## REQUEST
Reproduce each of the rows below line for line and character for character, omitting the pictures.

## TASK INPUTS

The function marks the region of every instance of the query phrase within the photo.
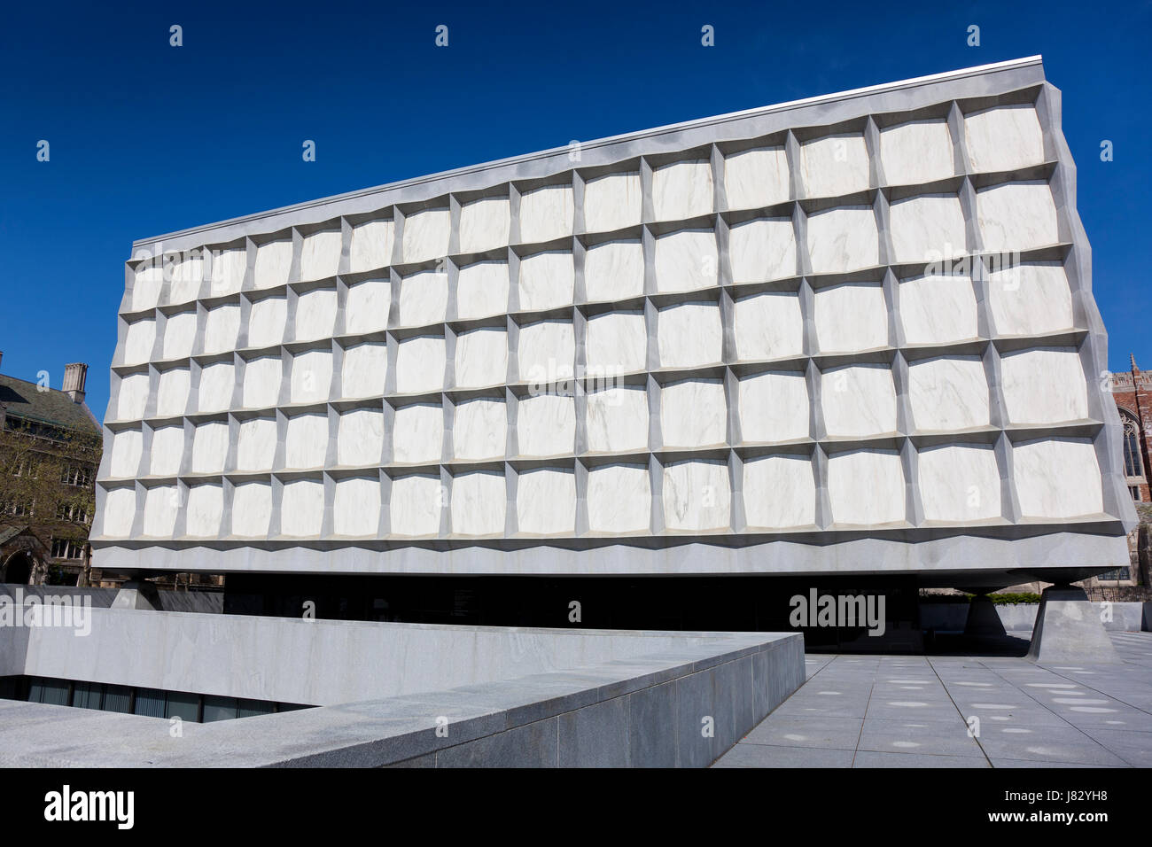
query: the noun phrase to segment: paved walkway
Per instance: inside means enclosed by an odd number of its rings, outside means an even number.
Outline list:
[[[1123,665],[809,656],[808,681],[713,766],[1152,766],[1152,633],[1112,638]]]

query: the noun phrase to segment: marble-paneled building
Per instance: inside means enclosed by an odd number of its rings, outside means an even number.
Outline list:
[[[1114,568],[1075,197],[1032,58],[145,239],[96,564]]]

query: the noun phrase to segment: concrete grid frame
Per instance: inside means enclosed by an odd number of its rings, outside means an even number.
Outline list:
[[[1075,192],[1033,56],[136,242],[98,564],[1115,567]]]

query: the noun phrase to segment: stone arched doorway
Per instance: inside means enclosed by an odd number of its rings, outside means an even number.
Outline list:
[[[9,554],[0,567],[0,582],[26,585],[36,570],[36,559],[26,550]]]

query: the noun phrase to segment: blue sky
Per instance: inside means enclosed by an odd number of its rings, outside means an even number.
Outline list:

## CORRECT OUTPUT
The function marks the region of every instance of the query phrase within the photo.
query: the noun phrase to segment: paved walkway
Per instance: inside means enclosed by an odd number of its rings, outside means an even number.
Outline list:
[[[1123,665],[809,656],[808,681],[713,766],[1152,766],[1152,633],[1112,638]]]

query: the noun phrase to segment: marble-paneled building
Per instance: inside means enclosed by an odd number of its rings, outside means an even number.
Outline list:
[[[1114,568],[1075,197],[1032,58],[145,239],[96,564]]]

query: the noun phrase to segment: concrete grid frame
Per instance: inside means enclosed by an odd number of its rings, outside means an even number.
Outline list:
[[[1075,192],[1033,56],[136,242],[98,564],[1115,567]]]

query: the noun phrase to segment: stone arched doorway
Per instance: inside means enclosed by an odd number of its rings, outside means an even number.
Outline list:
[[[9,554],[0,567],[0,582],[26,585],[36,570],[36,559],[26,550]]]

query: the noun phrase to segment: blue sky
Per instance: inside means enclosed by an odd number of its rings, outside means an even number.
Outline list:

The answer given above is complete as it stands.